Reproduce verbatim the lines below that begin with the line containing "of the ceiling" and continue through the final line, including both ends.

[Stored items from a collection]
•••
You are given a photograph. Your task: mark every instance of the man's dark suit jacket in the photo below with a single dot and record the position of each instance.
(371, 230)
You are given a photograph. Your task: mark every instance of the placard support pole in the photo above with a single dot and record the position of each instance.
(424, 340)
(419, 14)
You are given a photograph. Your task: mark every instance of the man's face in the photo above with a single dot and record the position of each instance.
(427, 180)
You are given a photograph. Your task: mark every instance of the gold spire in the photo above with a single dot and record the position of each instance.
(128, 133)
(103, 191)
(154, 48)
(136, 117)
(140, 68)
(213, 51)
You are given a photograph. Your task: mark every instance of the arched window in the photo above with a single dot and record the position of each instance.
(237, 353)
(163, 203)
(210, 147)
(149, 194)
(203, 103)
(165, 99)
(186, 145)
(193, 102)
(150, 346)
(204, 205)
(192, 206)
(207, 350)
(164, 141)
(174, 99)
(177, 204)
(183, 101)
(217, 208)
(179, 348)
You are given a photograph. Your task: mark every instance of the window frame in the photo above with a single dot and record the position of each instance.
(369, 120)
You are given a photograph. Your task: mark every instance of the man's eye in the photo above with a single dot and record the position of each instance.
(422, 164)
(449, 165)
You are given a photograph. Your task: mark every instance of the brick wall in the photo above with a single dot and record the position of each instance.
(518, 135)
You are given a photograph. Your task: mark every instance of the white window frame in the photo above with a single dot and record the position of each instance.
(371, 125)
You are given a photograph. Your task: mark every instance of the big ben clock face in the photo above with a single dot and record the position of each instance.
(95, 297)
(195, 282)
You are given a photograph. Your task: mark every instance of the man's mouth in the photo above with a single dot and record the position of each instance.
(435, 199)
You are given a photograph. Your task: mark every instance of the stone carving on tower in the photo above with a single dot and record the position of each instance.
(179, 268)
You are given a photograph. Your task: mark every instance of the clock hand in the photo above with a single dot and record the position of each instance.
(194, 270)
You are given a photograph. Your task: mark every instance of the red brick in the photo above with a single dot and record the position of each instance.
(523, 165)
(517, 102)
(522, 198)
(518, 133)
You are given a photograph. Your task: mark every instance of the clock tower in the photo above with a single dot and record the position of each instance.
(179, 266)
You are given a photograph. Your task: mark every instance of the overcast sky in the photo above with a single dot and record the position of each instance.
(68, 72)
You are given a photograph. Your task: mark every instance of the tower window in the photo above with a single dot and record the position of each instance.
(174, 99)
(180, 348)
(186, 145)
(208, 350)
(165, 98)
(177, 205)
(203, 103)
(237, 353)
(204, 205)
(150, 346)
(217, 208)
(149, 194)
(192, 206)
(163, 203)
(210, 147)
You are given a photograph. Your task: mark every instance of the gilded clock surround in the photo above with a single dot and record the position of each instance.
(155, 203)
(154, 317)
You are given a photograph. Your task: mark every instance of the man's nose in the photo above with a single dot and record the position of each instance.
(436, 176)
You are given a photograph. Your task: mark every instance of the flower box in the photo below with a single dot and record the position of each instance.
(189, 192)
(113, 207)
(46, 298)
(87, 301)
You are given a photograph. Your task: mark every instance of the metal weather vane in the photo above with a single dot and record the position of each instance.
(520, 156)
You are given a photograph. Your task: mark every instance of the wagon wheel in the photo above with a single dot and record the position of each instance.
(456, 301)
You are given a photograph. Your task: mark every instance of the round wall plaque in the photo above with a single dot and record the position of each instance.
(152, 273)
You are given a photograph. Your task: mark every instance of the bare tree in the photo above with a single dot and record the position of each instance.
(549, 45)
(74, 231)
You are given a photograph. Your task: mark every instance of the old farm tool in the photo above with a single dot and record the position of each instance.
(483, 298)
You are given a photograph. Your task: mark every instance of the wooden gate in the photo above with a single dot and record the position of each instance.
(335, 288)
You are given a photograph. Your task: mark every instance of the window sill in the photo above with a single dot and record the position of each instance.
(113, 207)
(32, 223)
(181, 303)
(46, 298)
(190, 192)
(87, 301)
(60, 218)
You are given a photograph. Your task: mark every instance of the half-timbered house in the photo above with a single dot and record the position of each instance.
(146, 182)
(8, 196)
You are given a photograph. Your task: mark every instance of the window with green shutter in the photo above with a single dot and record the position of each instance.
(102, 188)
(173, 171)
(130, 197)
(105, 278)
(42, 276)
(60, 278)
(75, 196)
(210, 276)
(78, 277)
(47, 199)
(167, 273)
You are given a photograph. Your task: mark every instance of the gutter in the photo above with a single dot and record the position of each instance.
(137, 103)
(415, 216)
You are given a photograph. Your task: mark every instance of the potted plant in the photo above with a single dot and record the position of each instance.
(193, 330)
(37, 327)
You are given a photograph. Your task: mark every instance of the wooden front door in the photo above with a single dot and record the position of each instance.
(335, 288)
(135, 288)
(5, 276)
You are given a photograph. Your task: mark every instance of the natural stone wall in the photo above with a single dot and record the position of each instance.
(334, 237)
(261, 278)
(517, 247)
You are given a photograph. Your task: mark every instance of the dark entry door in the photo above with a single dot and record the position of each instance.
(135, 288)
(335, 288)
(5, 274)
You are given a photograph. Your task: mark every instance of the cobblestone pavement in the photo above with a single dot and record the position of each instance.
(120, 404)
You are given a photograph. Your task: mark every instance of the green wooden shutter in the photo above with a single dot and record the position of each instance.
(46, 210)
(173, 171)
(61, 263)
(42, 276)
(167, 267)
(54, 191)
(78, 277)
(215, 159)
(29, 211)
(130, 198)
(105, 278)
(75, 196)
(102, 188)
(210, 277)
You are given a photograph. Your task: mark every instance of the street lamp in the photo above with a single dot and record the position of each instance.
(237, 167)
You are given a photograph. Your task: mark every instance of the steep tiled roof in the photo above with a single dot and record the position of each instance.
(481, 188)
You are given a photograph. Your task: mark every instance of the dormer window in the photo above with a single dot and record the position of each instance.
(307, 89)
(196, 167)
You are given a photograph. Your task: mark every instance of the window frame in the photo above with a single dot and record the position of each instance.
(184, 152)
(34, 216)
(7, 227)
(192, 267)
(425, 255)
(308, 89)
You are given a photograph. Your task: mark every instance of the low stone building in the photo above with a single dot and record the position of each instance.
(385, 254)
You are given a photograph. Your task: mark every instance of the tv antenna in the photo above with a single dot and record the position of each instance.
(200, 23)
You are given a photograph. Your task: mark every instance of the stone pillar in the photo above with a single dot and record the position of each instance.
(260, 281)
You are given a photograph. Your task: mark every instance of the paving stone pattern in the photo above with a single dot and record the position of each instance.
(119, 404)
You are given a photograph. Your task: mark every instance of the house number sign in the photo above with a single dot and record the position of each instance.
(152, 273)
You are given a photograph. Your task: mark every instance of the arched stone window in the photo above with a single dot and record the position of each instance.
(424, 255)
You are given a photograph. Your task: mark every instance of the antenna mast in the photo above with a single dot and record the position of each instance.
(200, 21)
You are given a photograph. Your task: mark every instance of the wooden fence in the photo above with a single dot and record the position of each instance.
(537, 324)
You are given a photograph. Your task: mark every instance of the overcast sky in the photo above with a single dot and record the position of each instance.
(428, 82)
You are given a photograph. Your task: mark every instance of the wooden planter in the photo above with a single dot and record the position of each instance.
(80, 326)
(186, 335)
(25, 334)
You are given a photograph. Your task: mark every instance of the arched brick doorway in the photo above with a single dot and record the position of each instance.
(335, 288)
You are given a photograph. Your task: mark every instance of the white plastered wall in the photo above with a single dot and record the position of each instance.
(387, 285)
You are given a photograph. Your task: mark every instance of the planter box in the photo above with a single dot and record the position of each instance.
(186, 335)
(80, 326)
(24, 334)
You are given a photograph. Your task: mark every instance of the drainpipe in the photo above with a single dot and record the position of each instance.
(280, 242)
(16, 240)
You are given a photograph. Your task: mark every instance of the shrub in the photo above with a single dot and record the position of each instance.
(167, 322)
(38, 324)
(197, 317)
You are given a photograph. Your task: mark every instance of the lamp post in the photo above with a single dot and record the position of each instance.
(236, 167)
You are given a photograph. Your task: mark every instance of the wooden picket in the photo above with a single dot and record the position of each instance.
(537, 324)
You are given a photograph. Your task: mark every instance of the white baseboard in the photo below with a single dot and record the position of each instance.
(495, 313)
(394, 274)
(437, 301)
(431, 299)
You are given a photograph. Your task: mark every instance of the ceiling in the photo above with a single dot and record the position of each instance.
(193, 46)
•••
• **Reply**:
You are given a photograph. Your task: mark every instance of the ceiling in the photo above with a single dot and record the position of each instance.
(193, 46)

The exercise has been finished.